四国の引田というところは高松と鳴門との中間、やや鳴門寄りに位置する。
引田と書いて「ひけた」と読む。

江戸時代は大規模な塩田でたいそう栄えていたらしいが、
今は、歴史的な香りを所々に残している、漁業と農業の田舎町である。
文学にかかわりを持たなければ、わたしには生涯縁のない町だったと思われる。

わたしは詩人ではないが、詩人の友人、知人がかなりいる。
そのような縁もあり「発信地」という詩人集団の引田総会に、
オブザーバーとして招かれた。
詩人集団といえば格好いいが、文学老人集団と言い換えた方がしっくりくる。

「発信地」という詩集は、詩集ではあるが、
たまには、短歌や俳句も取り上げたり、
わたしの「日常の風景」の作品が取り上げられたこともある。

引田で行われた2泊3日の総会には、遠く北海道からも3人の参加者があった。
総会での重要なイベントは、年2回発行される詩集の合評会である。
自分の作品が読者にどのように評価されたのか、
詩人なら誰しも、気になって当然だと思われる。

新鮮な魚に、冷たいビール。十分に満足した夕食も終わり、
ほろ酔い機嫌で、ホテルの和室で車座になり、さらに缶ビールを飲みながら、
和気あいあいと適当にくつろいだ合評会が始まった。

合評を進めて行くうちに、Mさんの俳句の番になった。
Mさんは詩人でもあるが、俳句の才能にも恵まれたひとで、
抒情的な一瞬の風景を五七五で切り取るのが実にうまい。

今回も20首の俳句が、1ページの紙面にきちんと納められていた。

-=-=-=-=-

**やること:**
1. 引田の町について書かれた文章によると、「引田」は何と読みますか。
2. 引田の文章で、書き手が「発信地」の引田総会に招かれたわけを、1〜3文で説明してください。
3. 引田での詩人の総会を描いた文章の続きを、最後の一文のあとから書いてください。
このあとの行は使わなくてかまいません。

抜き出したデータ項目

-=-=-=-=-

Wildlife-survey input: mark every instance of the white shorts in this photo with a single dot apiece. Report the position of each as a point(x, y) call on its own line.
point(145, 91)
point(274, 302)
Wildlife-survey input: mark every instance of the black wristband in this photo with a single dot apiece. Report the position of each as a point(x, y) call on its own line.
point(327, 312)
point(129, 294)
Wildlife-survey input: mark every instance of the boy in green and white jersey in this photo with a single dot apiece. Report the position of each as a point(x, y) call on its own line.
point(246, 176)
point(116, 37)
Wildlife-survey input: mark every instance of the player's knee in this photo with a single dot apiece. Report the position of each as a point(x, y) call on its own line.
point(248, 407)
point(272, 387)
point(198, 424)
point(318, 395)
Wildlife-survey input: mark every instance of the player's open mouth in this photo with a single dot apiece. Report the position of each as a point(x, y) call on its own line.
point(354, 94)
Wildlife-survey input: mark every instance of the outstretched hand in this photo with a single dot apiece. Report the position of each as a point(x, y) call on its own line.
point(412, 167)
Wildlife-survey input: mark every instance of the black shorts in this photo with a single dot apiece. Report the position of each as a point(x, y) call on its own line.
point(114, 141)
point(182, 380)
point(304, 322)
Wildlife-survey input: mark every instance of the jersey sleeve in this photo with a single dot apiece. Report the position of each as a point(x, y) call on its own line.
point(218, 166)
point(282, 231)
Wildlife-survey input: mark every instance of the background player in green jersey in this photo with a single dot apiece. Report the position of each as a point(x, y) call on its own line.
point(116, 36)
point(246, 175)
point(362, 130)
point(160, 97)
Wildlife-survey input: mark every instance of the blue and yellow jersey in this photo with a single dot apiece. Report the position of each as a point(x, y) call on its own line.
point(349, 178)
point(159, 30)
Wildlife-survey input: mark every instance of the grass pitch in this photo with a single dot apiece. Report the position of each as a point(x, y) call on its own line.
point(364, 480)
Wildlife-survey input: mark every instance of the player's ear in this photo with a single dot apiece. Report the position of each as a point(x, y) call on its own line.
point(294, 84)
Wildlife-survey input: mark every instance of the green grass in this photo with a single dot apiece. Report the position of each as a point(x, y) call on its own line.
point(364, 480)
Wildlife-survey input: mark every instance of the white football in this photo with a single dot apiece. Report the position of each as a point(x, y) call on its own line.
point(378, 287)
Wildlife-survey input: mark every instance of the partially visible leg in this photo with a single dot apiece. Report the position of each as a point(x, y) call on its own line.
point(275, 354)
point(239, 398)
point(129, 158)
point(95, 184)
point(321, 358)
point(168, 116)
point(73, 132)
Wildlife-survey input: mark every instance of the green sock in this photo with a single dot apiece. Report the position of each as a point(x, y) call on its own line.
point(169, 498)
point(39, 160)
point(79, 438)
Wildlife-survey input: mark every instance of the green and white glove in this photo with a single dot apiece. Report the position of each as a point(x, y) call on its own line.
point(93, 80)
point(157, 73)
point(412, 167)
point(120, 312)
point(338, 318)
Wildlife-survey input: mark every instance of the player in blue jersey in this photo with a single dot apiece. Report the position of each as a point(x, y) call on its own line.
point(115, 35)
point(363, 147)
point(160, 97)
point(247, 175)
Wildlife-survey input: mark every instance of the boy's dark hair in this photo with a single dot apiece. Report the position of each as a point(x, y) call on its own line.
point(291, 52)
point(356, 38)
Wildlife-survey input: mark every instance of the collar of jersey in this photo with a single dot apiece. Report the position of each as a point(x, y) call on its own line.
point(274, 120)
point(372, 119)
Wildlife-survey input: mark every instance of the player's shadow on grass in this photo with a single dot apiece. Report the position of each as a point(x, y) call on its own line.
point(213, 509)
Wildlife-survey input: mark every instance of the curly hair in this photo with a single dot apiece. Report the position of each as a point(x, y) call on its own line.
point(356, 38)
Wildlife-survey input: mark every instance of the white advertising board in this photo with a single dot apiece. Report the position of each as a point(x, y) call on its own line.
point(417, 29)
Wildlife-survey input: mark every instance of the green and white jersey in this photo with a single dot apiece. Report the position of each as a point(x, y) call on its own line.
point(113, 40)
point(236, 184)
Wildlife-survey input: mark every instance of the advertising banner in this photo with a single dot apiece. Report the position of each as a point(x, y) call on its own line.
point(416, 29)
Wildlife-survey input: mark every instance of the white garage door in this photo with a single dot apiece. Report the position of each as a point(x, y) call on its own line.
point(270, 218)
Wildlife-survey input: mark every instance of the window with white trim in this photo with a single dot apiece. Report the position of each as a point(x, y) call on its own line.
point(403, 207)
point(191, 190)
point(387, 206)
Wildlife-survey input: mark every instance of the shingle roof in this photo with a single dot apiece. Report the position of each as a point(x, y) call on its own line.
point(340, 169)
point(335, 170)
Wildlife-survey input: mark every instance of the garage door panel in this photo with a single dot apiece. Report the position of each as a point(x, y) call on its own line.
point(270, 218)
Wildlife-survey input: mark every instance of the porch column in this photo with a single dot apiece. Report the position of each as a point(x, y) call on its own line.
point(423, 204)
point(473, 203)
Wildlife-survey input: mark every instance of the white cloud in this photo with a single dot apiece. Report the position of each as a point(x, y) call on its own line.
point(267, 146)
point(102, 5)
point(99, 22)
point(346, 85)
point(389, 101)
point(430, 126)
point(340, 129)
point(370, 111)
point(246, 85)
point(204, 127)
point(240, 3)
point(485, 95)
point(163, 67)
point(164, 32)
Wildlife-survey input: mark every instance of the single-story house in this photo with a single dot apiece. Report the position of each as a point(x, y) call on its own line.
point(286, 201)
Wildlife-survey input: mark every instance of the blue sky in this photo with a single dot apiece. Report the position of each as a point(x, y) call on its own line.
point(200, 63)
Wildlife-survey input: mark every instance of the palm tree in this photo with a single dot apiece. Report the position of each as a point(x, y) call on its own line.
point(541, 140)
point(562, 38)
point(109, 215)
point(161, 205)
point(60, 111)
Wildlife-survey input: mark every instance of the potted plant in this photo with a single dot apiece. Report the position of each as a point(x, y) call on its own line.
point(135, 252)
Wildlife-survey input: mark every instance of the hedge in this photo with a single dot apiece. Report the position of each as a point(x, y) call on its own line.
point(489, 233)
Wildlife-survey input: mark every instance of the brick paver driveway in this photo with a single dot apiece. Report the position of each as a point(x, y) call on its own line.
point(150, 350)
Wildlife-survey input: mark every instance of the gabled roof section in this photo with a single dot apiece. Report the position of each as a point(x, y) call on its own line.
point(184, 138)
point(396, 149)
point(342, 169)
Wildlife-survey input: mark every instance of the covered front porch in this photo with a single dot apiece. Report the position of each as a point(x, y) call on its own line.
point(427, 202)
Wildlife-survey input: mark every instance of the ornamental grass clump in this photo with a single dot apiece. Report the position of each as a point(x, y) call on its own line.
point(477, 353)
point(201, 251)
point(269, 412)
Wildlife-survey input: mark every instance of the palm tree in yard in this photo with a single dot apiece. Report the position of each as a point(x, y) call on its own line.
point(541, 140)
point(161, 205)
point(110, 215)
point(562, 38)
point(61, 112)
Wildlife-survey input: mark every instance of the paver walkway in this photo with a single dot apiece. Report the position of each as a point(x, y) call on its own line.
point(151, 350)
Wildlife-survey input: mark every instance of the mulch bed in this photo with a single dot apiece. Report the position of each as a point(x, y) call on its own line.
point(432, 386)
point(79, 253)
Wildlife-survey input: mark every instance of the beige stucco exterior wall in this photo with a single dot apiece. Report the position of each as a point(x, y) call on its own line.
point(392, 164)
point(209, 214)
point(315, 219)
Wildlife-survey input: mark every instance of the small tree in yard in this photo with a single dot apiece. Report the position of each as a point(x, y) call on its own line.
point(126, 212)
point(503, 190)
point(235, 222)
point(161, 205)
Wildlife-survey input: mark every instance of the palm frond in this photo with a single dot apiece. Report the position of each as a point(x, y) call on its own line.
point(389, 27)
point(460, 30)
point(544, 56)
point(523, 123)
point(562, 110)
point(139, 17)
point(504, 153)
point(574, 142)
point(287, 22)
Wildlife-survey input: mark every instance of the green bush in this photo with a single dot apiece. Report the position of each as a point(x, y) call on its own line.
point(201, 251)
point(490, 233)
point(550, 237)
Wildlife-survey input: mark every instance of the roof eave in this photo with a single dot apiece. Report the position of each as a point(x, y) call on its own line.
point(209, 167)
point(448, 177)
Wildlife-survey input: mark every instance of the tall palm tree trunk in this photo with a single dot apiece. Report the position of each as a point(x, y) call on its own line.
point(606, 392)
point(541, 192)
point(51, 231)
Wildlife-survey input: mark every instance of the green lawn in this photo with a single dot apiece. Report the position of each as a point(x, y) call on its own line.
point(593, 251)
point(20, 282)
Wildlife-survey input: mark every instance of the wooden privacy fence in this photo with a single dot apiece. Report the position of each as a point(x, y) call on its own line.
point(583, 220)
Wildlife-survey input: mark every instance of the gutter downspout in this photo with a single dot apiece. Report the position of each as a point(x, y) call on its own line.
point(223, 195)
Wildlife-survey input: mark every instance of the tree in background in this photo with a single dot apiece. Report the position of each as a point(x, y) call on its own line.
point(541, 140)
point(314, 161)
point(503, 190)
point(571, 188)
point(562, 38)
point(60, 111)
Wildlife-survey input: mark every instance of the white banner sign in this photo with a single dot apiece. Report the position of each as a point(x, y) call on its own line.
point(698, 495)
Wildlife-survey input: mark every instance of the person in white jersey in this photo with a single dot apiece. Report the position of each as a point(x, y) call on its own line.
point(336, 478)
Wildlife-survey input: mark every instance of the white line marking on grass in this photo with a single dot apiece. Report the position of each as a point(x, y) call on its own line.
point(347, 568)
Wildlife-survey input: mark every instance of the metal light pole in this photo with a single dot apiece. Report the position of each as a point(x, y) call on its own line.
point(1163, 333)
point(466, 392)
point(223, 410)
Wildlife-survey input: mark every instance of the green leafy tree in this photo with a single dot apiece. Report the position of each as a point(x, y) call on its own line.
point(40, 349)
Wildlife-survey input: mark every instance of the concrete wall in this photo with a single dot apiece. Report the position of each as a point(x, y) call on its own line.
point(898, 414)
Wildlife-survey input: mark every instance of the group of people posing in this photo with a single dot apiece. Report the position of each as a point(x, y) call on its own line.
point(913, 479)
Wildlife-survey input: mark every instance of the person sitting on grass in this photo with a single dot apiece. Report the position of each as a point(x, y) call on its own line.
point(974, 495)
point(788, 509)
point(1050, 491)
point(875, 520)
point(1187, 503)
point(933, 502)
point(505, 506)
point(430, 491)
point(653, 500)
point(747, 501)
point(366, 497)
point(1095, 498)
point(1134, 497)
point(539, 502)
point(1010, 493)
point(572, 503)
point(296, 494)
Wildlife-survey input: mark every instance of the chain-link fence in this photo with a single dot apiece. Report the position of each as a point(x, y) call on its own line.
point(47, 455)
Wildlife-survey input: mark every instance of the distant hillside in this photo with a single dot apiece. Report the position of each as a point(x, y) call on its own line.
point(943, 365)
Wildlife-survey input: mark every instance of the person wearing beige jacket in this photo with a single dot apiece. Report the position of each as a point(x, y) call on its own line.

-=-=-=-=-

**問いごとの答え:**
1. 「ひけた」と読みます。

2. 書き手は詩人ではありませんが、詩人の友人や知人がかなりいます。その縁もあって、オブザーバーとして招かれました。

3.
俳句の横には、その情景を詠んだときの、心理描写だとか、より詳しい風景描写など、
端的な文章で、作者自身の解説が2行ずつ小さな活字で付け加えられていた。

わたしは、20首のうちの心に響く2、3点をとりあげて、
具体的な、感想を述べたのであるが、
Nさんが突然「これは俳句ではありません」と強い口調で言い切ったのである。

この爆弾発言に、会場に緊張が走った。

Nさんの言い分はこうである。
俳句は五七五だけで勝負すべきなのに、作者の解説があるようなものは
俳句ではないというのである。

Nさんの問題提起があるまで、わたしにはまったく違和感がなかった。
指摘されれば、なるほどそういった見方も一理はあると納得はした。

作者のMさんが強く抗議して、わたしが所属する俳諧では、
このような書き方もあるのだと説明したががNさんは納得しない。

Nさんも「これは俳句ではない」と作者の作品を全否定するのではなく、
「このような形式は俳句ではない」と作者の作品とは切り離した
一般論で論議すべき問題だったと思われる。

熱くなった不毛の議論が収まりそうもないので、わたしはひとりそっとベランダに出た。
ベランダは会場の喧騒が嘘のように静まりかえっていた。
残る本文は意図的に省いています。